TEXT FOR ANALYSIS |
Segment Open

In our early pilot workshops that ran from March to May 2018 (see a link to a summary of one of these pilots), we found that people could learn a skill and use it to create something in 2 - 3 hours. That put our TTLS at 2 - 3 hours.
What Next?
After spending months synthesising insights from all of these, and testing the process with different teams and individuals, I realised I had created something much more than a way to help people in a community learn fast. I realised we had created a way for people in a community to build shared learning and shared wealth.
After explaining it to Sean Burrowes, he called it The Innovation Engine. I call it the Growth and Innovation System.
The Growth and Innovation System
What is it?
How to apply the system
Members of a local community with a shared pain point go through various thinking workshops. These workshops help them understand different new thinking processes and frameworks. With these frameworks, they are better able to convert their problems into innovative solutions that allow one to create shared economies and ecosystems.
Another key part of this process is that it helps makes learning, researching, and ideation which happens on a one-to-one or one-to-many basis, happen on a many-to-many connection, which increases how these happen exponentially because of the multiple contributors.
Does it work?
Yes, it does! You can see a write-up of the most recent guided workshop here: Building Owmi To Improve Water Access and Learning and you can audit these DIY online thinking workshops that are currently up and running:
Thinking workshop to help anyone learn how to get a job: Start here job thinkers! - Workshops / Job Thinking - Growth Clinic
Thinking workshop to help anyone learn how to grow in a business or as a business: Start here business growth thinkers! - Workshops / Business Thinking - Growth Clinic.
If you want to better understand how learning happens within this process, please read How learning happens in Growth Clinic - Blog - Growth Clinic. If you want to dig some more into the Growth and Innovation System, see this presentation: Growth Clinic's Growth and Innovation System - Speaker Deck.
Taking it a step further: Automating the system
I tried to automate this process or system at frintern.com (now techstarta.com), but back then I couldn't properly explain it. Before I left Frintern to my cofounder Jide Owosakin, we were able to:
digitise the learning process using scripted programs allowing it to happen virtually via any channel, text, audio or video.

Segment Closed

RECORD EXCERPTS |
Segment Open

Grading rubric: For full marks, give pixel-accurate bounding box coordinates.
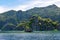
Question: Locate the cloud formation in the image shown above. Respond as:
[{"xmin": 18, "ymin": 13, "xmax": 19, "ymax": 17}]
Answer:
[{"xmin": 0, "ymin": 0, "xmax": 60, "ymax": 13}]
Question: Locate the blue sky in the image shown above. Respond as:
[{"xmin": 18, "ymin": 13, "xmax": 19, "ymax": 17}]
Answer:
[{"xmin": 0, "ymin": 0, "xmax": 60, "ymax": 13}]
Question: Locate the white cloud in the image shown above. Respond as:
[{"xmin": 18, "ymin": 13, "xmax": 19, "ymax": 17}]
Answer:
[
  {"xmin": 0, "ymin": 6, "xmax": 10, "ymax": 13},
  {"xmin": 0, "ymin": 0, "xmax": 60, "ymax": 13}
]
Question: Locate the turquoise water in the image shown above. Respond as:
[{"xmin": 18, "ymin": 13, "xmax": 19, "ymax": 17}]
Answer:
[{"xmin": 0, "ymin": 33, "xmax": 60, "ymax": 40}]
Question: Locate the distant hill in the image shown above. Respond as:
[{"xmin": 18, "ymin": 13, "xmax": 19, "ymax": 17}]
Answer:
[{"xmin": 0, "ymin": 4, "xmax": 60, "ymax": 29}]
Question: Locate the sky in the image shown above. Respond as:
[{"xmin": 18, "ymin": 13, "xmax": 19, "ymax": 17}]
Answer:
[{"xmin": 0, "ymin": 0, "xmax": 60, "ymax": 13}]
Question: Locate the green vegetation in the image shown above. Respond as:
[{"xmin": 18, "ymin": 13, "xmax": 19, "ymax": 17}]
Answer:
[{"xmin": 0, "ymin": 5, "xmax": 60, "ymax": 32}]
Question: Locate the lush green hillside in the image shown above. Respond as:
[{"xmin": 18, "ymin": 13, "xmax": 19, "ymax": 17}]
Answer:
[{"xmin": 0, "ymin": 5, "xmax": 60, "ymax": 31}]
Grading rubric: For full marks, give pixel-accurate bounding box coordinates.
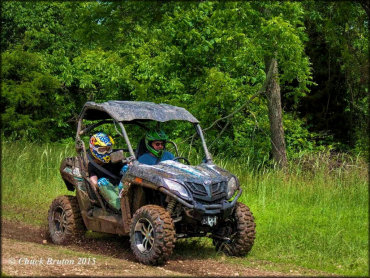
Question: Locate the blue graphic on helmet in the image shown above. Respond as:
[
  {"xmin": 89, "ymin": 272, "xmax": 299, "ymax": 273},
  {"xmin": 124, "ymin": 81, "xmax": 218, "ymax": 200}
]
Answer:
[{"xmin": 89, "ymin": 132, "xmax": 114, "ymax": 163}]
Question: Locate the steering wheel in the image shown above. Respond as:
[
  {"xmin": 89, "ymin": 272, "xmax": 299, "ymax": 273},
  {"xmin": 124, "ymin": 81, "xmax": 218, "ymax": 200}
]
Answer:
[{"xmin": 172, "ymin": 156, "xmax": 190, "ymax": 165}]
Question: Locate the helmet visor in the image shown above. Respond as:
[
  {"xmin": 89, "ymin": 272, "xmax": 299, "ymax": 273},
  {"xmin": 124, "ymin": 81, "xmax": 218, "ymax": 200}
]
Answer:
[{"xmin": 96, "ymin": 146, "xmax": 112, "ymax": 154}]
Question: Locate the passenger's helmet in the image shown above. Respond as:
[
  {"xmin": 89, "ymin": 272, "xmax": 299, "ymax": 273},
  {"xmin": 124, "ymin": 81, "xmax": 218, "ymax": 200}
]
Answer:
[
  {"xmin": 90, "ymin": 132, "xmax": 114, "ymax": 163},
  {"xmin": 145, "ymin": 130, "xmax": 168, "ymax": 157}
]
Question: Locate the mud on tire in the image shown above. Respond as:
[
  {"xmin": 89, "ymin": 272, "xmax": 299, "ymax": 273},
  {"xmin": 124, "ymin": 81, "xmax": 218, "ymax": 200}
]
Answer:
[
  {"xmin": 213, "ymin": 202, "xmax": 256, "ymax": 257},
  {"xmin": 130, "ymin": 205, "xmax": 175, "ymax": 265},
  {"xmin": 48, "ymin": 195, "xmax": 86, "ymax": 245}
]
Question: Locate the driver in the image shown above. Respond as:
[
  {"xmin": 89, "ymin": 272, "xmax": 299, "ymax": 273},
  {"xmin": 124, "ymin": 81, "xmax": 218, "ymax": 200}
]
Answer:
[
  {"xmin": 88, "ymin": 132, "xmax": 123, "ymax": 210},
  {"xmin": 138, "ymin": 130, "xmax": 175, "ymax": 165}
]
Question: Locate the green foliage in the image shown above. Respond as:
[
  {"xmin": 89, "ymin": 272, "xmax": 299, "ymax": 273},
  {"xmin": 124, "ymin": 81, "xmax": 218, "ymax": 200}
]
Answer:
[
  {"xmin": 1, "ymin": 48, "xmax": 71, "ymax": 141},
  {"xmin": 1, "ymin": 1, "xmax": 368, "ymax": 159},
  {"xmin": 1, "ymin": 142, "xmax": 369, "ymax": 276}
]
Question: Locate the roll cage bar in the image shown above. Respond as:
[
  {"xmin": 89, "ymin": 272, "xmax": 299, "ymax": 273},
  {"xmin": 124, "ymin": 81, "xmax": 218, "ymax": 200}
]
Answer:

Segment Closed

WHAT THE TASK ASKS | Continue the piece on the Growth and Innovation System from the point where it stops.

ANSWER SPACE |
design, implement and test a basic personalisation system that leverages an individual’s affinities to create connections to skills they’ll naturally be good at.
design and implement a microlearning management system that enables the self-learning of work-based mental models.
And all of these systems were built distributedly and they worked interconnectedly. If you go on techstarta.com, you should still see this system in use.
The systems were proof they could be digitised, but we were missing a key part, a place for the many-to-many interactions to happen virtually.
How could we do what we had successfully done within a physical community in a virtual community? How could we enable the many-to-many interactions and engagements to happen in a virtual space such that the innovations and markets could be created virtually?
Doing this virtually was key because it would allow the learning process to scale exponentially.
This question led me to Discourse.org. The way Discourse is built allows extensibility through plugins and theme components. It is a community platform that is also able to do everything a content management system can do.
This meant I would be able to recreate the tools we had built at Frintern on top of Discourse using its plugin and theme component system while leveraging the community features of Discourse. I am currently testing this out at community.growthclinic.xyz.
It is still in its very very early stages, but it is the same idea (even if it doesn't seem this way) implemented in the most basic form that Discourse allows; coordinated learning and sharing between multiple individuals.
Doing it this way will allow me to learn from the users what they expect the system/tool to be, so I can build exactly what they need.